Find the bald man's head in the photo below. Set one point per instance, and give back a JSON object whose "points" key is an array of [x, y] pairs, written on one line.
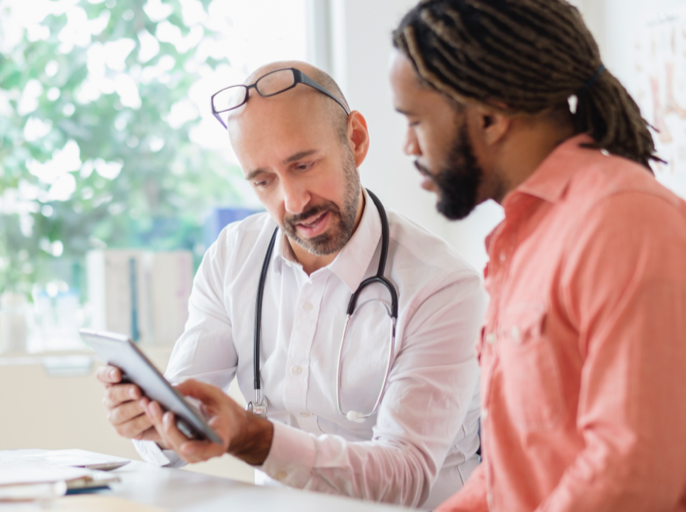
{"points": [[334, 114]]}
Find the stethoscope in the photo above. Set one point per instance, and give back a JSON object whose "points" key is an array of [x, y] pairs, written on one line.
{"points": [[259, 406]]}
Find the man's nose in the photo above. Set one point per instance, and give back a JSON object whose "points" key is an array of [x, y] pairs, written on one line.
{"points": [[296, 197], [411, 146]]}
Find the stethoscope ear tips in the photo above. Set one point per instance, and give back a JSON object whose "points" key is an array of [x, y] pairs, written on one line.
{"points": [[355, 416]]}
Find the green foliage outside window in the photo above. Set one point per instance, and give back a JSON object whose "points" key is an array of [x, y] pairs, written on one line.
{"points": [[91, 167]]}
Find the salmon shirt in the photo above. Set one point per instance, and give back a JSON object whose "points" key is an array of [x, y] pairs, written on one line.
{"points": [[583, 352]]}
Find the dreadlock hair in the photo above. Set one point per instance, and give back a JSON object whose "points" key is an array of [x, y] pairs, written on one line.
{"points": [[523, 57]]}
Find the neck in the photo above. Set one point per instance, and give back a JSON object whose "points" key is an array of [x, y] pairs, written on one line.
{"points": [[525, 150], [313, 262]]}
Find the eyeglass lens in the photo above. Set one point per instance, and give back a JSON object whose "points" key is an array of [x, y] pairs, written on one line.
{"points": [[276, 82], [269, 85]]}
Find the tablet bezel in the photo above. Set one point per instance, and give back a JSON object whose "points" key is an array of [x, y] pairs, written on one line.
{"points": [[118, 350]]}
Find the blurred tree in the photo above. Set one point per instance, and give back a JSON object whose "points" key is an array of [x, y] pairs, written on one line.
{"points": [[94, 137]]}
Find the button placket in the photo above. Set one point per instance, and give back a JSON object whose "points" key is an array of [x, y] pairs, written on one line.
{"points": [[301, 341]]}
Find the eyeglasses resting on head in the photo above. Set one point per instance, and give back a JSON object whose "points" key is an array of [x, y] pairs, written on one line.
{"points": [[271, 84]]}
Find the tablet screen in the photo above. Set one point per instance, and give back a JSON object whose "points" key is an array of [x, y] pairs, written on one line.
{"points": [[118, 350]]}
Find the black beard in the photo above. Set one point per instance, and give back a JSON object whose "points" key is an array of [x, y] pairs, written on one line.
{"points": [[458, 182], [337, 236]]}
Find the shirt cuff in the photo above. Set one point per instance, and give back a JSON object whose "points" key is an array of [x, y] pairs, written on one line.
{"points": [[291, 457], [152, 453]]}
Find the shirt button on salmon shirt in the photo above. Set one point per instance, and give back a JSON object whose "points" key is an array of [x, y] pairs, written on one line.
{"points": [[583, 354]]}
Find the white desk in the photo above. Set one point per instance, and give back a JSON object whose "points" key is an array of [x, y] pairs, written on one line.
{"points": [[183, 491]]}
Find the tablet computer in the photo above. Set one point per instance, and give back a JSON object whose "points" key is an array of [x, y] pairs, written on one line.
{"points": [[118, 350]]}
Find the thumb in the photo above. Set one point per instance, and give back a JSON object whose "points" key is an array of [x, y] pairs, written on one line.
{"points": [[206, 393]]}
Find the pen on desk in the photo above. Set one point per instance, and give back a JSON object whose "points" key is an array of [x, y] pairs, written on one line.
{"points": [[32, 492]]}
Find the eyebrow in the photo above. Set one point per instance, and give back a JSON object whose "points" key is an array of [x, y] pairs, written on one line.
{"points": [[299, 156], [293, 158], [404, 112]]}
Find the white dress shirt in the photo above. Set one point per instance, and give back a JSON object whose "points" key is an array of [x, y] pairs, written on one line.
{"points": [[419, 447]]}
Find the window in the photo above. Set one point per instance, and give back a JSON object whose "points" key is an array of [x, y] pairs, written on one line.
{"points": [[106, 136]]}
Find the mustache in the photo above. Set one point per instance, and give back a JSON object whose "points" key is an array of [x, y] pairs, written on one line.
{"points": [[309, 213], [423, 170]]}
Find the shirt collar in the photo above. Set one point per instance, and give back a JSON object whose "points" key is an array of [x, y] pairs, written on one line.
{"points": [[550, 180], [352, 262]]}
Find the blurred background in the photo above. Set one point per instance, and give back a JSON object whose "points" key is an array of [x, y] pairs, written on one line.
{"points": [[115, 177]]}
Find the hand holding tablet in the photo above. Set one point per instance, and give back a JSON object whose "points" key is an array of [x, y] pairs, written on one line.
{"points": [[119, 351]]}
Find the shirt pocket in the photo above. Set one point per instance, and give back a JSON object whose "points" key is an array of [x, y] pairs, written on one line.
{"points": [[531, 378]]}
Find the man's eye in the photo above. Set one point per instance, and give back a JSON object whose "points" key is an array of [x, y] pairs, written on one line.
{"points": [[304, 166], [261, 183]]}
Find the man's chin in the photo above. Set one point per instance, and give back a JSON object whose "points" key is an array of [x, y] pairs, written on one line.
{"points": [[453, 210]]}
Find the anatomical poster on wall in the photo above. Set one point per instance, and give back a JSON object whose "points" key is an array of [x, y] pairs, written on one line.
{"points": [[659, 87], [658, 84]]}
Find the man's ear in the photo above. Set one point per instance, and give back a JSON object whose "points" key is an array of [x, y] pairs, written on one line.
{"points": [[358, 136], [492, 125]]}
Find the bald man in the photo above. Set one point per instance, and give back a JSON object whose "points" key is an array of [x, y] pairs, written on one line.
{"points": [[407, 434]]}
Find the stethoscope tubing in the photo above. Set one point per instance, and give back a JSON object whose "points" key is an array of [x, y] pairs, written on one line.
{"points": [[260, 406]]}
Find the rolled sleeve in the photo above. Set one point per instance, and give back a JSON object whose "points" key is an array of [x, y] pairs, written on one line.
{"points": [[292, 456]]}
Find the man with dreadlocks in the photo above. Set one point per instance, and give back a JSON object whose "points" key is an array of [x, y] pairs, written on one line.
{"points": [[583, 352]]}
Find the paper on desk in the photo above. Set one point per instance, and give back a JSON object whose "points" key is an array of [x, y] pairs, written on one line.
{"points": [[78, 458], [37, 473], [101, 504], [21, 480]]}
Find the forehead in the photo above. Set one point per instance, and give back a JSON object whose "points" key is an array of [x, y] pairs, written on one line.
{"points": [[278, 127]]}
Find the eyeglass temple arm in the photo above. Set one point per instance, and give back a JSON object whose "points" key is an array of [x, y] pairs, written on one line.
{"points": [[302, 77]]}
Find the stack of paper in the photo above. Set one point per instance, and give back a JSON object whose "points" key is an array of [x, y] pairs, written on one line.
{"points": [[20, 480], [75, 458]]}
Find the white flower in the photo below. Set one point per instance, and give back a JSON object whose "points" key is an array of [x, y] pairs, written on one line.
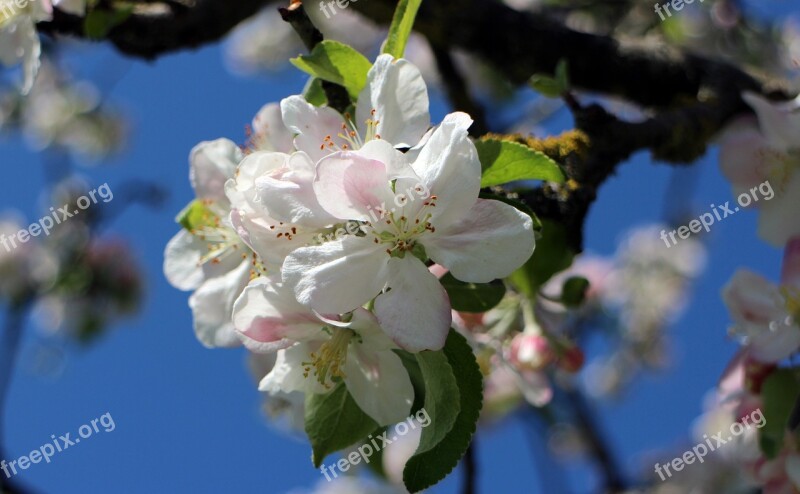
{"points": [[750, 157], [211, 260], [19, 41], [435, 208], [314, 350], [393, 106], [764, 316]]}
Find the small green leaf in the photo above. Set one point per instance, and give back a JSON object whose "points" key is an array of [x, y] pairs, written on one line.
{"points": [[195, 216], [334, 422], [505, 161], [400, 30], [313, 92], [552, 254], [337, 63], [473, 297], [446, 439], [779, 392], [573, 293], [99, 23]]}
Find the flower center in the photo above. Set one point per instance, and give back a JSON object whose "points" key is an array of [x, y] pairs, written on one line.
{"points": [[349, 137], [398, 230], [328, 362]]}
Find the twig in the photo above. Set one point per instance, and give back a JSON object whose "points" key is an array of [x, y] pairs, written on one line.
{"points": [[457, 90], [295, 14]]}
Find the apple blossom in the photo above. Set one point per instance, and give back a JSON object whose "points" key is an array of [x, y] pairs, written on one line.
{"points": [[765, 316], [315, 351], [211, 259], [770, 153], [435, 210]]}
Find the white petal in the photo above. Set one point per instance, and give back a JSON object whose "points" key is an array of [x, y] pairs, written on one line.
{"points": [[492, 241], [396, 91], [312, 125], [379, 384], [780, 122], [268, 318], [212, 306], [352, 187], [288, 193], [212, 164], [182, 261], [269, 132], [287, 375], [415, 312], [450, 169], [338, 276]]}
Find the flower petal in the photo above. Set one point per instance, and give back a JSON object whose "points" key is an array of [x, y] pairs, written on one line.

Instructions for the task ▸
Which lines run from the one containing "Find the white petal" to the end of the records? Transcribe exactly those, both ends included.

Answer space ▸
Find the white petal in the photo above. Set one point per instance, and give back a JSON object whose "points" key is an array of [x, y] pairs, written on one line.
{"points": [[492, 241], [396, 91], [312, 125], [379, 384], [780, 122], [268, 318], [212, 306], [352, 187], [288, 193], [212, 164], [182, 261], [269, 132], [287, 375], [415, 312], [450, 169], [338, 276]]}
Find the flower petal in the photo above. Set one point per instance, and give back a JSON object whose "points" key is an array of [x, y] pairs, written on one line.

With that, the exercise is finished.